- **What needs to be done**:
Reproduce the entries from the beginning through the line containing "M239 237L242 241L255", inclusive, substituting "cupboard door" for "cabinet door" and leaving all else unchanged.
__________
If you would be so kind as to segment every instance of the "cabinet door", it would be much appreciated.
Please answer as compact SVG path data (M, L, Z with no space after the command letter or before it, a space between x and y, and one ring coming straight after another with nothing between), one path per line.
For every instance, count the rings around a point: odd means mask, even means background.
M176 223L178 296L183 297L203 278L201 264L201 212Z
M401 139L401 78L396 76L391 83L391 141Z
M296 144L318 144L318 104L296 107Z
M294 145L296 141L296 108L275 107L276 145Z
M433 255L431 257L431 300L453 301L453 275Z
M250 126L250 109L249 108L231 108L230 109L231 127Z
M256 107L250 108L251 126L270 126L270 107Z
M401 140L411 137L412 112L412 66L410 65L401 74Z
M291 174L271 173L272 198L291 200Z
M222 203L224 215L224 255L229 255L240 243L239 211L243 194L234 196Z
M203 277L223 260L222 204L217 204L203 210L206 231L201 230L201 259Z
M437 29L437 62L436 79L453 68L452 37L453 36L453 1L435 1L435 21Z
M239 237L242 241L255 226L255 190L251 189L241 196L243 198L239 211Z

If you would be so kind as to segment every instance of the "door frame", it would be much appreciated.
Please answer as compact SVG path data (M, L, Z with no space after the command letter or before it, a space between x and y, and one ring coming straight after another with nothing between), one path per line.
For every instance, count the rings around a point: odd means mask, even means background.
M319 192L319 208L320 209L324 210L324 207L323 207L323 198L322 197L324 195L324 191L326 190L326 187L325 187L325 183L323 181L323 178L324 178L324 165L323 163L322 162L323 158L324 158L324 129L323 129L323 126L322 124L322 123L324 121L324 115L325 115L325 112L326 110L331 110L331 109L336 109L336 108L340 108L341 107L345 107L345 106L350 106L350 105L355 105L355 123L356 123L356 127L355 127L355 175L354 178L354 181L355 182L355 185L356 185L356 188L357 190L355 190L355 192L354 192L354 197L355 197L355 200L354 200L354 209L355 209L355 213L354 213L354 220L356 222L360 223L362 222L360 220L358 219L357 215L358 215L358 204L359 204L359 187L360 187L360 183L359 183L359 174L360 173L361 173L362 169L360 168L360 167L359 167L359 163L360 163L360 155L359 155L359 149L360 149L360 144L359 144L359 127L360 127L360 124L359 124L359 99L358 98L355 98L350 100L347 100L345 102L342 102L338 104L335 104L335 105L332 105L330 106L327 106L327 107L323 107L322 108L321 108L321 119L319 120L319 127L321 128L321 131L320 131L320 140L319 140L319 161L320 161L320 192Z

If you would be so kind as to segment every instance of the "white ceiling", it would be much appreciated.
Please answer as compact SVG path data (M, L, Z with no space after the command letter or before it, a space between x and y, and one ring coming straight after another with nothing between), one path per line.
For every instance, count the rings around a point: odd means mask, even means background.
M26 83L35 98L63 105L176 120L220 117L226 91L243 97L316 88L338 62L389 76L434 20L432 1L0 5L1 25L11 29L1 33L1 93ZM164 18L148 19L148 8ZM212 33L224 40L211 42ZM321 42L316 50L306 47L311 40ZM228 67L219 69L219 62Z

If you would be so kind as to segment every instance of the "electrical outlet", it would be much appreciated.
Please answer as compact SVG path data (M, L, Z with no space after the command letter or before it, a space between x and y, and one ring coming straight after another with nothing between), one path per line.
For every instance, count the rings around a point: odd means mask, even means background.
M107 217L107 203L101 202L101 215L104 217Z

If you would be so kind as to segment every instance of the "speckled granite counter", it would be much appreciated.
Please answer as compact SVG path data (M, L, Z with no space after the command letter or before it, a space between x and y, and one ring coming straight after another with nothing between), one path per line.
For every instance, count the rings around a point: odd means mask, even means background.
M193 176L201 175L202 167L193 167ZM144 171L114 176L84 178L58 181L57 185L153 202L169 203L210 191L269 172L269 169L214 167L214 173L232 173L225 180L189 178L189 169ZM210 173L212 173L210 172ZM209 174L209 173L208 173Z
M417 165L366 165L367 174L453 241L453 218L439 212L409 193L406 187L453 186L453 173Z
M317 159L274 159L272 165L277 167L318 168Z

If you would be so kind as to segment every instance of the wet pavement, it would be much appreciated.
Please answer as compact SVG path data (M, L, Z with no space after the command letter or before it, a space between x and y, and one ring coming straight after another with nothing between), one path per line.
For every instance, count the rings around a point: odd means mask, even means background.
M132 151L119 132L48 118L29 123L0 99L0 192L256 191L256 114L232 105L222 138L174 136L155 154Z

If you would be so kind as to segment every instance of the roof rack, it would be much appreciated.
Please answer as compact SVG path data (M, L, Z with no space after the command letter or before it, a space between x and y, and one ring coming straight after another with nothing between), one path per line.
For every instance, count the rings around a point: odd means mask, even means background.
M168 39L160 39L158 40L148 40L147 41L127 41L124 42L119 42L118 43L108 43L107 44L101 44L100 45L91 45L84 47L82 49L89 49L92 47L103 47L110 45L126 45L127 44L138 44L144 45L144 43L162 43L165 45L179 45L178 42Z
__________
- **Completed task**:
If you would be so kind as to segment every instance of the "cupboard door", it would be much appreciated.
Please answer as compact SVG path data (M, L, Z with no space after the command letter or before it, a space between x and y, and one ring coming straight after another with nothing between), one path per line.
For every instance, count the rings around a point: odd means mask, even means background.
M176 223L178 296L183 297L203 278L201 264L201 212Z
M401 139L401 78L396 76L391 83L391 141Z
M296 144L318 144L318 104L296 107Z
M294 145L296 141L296 108L275 107L276 145Z
M433 255L431 257L431 300L453 301L453 275Z
M250 126L250 109L249 108L231 108L230 109L231 127Z
M256 107L250 108L251 126L270 126L270 107Z
M401 140L411 137L412 112L412 66L410 65L401 74Z
M291 174L271 173L272 198L291 200Z
M222 203L224 215L224 255L229 255L240 243L239 211L243 194L234 196Z
M203 277L223 260L222 204L217 204L203 210L206 231L201 230L201 259Z
M437 29L437 62L436 79L453 68L452 37L453 36L453 1L435 1L435 21Z
M239 237L242 241L255 226L255 190L251 189L241 196L243 198L239 211Z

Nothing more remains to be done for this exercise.